- SHORT TASK 1
Copy the sayings below word for word, beginning at the words "Chapter 22,348 wordsPublic" and stopping after the words "because one mustn’t.".
- SHORT TASK 2
Count how many lines of the rows contain the string "jacket", treating case as significant, and give only the number.

··· QUOTED PASSAGE

Tatlings

Part 2

Chapter 22,348 wordsPublic domain

IF A WOMAN cares for a man she will never give him away; she will not even lend him to a friend.

IT IS not the woman the man she loves has kissed that should worry a jealous woman but the women he has not kissed—yet.

THE only criterion for choosing presents is one’s own taste; that is why old ladies give their nephews pin cushions, children give their parents toys, men give their wives cigars, and lovers give each other kisses.

YOU would be astonished at the calculations the most unmathematical woman can do in her head.

THE man who may mayn’t, the man who mayn’t will every time.

ONE’S friends are divided into two classes, those one knows because one must and those one knows because one mustn’t.

THERE are some men whose very insolence is flattery to a woman, while even the flattery of others is insulting.

MANY a woman who seems to want coaxing might be driven if the car were luxurious enough.

TO BE subject to one’s relations is worse than being subject to fits.

IN THE game of life the woman who is lucky in hearts generally holds the biggest diamonds too.

······
··· AVAILABLE RECORDS

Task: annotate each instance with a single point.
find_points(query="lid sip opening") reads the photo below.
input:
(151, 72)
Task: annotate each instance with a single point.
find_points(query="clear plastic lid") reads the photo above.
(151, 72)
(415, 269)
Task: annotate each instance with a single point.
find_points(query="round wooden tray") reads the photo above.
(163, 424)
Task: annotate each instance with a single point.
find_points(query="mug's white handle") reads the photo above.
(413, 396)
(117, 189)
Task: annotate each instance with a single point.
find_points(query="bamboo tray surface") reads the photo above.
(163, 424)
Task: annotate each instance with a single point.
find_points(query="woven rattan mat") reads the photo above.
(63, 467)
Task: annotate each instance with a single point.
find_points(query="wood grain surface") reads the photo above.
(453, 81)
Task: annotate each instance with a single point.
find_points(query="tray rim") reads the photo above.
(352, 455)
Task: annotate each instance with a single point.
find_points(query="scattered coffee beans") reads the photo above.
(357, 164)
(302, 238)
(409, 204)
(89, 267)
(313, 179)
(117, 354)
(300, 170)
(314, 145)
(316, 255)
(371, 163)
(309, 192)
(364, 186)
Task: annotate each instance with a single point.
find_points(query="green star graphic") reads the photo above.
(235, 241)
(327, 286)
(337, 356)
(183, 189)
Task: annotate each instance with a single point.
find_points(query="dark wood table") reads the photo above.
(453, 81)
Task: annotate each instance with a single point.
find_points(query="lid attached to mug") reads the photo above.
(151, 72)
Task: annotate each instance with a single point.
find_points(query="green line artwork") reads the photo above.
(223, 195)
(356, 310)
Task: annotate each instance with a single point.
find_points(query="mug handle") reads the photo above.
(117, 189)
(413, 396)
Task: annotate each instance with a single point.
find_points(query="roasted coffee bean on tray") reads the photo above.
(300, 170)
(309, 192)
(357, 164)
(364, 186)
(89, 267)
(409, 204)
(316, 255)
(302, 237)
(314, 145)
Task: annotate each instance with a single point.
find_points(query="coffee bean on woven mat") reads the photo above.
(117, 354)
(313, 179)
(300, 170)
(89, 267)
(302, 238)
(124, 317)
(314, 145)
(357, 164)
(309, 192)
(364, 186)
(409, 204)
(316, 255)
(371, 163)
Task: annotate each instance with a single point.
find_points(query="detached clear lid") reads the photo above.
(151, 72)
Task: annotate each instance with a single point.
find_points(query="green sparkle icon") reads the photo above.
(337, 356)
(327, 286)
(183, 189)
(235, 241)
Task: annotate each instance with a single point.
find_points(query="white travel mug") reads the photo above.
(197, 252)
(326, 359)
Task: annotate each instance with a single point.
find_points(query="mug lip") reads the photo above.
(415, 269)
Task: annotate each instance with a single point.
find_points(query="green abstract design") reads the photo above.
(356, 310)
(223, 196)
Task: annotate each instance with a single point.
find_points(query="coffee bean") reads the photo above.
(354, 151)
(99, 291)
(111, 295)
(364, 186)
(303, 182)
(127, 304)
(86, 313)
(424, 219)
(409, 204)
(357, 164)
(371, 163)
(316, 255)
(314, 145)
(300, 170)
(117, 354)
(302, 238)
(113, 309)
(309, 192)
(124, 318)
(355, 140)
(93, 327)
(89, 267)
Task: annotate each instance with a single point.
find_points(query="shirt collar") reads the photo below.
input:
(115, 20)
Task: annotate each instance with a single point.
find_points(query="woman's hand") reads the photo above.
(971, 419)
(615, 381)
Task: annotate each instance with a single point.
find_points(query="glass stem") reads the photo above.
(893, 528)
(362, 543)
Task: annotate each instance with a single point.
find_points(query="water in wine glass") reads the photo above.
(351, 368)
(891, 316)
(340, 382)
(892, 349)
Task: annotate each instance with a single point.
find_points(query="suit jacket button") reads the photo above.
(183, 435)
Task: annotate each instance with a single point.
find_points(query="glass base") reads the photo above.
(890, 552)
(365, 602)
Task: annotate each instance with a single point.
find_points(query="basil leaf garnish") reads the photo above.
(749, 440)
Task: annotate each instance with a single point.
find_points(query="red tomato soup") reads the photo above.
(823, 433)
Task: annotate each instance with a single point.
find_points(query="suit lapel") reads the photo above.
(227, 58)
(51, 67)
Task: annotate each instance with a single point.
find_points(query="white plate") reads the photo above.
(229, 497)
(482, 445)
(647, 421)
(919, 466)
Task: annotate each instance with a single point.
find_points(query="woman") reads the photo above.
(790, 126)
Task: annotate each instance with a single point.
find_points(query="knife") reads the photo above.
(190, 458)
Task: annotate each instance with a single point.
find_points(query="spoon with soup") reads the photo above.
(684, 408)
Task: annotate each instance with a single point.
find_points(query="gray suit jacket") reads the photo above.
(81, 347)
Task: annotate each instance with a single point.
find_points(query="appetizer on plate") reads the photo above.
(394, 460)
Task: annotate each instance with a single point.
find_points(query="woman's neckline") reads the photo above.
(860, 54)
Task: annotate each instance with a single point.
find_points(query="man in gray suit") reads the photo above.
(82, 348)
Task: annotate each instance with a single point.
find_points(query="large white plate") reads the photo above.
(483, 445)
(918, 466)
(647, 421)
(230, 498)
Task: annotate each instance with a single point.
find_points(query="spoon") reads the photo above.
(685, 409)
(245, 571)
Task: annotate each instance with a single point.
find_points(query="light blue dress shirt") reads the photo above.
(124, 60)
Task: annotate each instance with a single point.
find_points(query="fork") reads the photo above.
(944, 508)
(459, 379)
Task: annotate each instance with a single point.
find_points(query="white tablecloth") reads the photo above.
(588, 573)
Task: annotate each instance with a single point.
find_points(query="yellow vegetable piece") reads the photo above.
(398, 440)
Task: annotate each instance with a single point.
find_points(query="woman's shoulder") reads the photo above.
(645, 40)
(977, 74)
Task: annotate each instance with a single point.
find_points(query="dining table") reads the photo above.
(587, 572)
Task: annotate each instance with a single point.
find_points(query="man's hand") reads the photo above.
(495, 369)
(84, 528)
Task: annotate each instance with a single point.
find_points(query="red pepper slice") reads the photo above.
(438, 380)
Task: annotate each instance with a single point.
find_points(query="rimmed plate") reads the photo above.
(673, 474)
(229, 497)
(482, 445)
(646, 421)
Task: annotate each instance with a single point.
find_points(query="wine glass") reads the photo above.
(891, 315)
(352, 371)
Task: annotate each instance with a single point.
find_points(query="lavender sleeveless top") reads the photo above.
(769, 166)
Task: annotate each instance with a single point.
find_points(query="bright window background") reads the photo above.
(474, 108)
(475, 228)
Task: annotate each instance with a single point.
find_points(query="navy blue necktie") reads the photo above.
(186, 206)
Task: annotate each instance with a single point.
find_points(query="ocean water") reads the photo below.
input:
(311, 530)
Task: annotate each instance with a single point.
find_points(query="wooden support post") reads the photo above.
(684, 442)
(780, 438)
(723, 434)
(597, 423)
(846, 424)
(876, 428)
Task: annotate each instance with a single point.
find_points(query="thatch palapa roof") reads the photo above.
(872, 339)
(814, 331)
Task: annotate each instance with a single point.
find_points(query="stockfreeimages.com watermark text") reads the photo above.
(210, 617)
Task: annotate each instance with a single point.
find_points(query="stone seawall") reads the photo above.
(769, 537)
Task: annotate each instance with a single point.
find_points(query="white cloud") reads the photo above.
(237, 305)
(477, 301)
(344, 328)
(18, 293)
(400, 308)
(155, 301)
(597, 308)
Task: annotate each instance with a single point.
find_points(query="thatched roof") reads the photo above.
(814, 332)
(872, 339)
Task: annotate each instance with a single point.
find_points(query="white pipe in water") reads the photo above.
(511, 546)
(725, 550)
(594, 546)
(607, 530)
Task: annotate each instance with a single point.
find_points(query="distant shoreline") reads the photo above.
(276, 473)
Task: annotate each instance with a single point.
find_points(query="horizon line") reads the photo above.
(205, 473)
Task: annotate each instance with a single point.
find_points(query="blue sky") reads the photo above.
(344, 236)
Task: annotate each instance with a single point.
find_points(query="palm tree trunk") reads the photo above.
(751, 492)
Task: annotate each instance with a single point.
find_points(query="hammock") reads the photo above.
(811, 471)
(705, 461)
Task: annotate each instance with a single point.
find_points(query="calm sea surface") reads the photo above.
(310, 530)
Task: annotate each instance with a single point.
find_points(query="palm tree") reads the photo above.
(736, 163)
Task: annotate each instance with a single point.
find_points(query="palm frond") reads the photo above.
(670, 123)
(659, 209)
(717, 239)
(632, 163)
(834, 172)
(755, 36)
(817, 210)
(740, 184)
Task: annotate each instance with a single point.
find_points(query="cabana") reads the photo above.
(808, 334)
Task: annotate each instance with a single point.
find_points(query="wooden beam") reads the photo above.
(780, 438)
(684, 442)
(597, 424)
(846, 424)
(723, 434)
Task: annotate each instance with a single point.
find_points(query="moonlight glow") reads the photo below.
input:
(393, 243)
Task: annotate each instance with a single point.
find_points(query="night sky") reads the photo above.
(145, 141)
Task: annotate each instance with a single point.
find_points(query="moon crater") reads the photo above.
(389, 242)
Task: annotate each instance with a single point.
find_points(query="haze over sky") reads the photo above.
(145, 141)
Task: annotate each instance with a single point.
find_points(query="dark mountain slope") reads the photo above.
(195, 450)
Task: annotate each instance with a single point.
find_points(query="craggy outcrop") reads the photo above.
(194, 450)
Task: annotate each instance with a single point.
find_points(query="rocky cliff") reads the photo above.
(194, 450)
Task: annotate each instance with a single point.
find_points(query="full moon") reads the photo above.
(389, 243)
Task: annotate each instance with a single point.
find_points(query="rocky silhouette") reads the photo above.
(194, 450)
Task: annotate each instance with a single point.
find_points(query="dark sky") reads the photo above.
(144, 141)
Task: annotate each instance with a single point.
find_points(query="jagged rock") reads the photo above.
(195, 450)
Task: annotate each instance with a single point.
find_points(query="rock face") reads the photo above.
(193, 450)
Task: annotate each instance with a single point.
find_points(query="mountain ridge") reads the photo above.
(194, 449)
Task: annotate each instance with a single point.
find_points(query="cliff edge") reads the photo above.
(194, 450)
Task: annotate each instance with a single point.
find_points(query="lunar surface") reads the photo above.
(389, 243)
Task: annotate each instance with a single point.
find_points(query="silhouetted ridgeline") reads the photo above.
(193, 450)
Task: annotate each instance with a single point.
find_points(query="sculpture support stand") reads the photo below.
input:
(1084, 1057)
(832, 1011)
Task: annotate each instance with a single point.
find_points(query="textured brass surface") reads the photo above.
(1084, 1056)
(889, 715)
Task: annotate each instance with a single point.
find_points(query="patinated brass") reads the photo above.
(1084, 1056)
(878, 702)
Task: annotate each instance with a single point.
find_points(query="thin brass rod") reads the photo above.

······

- CORRECT OUTPUT 1
Chapter 22,348 wordsPublic domain

IF A WOMAN cares for a man she will never give him away; she will not even lend him to a friend.

IT IS not the woman the man she loves has kissed that should worry a jealous woman but the women he has not kissed—yet.

THE only criterion for choosing presents is one’s own taste; that is why old ladies give their nephews pin cushions, children give their parents toys, men give their wives cigars, and lovers give each other kisses.

YOU would be astonished at the calculations the most unmathematical woman can do in her head.

THE man who may mayn’t, the man who mayn’t will every time.

ONE’S friends are divided into two classes, those one knows because one must and those one knows because one mustn’t.

- CORRECT OUTPUT 2
2